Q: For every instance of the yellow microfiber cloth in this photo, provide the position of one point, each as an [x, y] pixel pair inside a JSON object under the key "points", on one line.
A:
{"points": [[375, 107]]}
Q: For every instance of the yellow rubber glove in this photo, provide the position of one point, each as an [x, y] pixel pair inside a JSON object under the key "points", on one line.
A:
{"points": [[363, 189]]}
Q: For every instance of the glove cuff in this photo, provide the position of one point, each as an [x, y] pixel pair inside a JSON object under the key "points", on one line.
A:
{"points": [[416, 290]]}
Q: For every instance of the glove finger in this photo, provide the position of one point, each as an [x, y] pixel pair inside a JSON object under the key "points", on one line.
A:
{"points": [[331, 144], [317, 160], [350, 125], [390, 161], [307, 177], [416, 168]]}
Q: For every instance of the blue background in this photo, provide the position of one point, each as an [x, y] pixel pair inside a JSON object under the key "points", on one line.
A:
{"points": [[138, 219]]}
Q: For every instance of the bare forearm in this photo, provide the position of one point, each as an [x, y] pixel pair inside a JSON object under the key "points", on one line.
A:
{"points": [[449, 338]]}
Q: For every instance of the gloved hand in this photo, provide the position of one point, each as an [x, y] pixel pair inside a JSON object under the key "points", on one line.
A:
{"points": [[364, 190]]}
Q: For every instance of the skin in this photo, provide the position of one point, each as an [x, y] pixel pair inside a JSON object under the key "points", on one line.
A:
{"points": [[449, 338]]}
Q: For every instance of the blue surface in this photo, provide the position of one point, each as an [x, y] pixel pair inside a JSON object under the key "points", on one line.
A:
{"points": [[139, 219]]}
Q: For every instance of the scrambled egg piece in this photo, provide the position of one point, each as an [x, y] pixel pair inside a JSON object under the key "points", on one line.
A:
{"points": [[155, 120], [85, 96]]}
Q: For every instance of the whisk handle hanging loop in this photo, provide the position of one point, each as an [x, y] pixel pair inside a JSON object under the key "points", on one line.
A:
========
Pull out everything from the line containing "Q: For every instance of the whisk" down to the final line of the listing, both included, and reproduce it verbatim.

Correct result:
Q: For every instance of the whisk handle hanging loop in this photo, provide the position of one point, each as an [x, y] pixel pair inside a JSON object under the key "points", on one line.
A:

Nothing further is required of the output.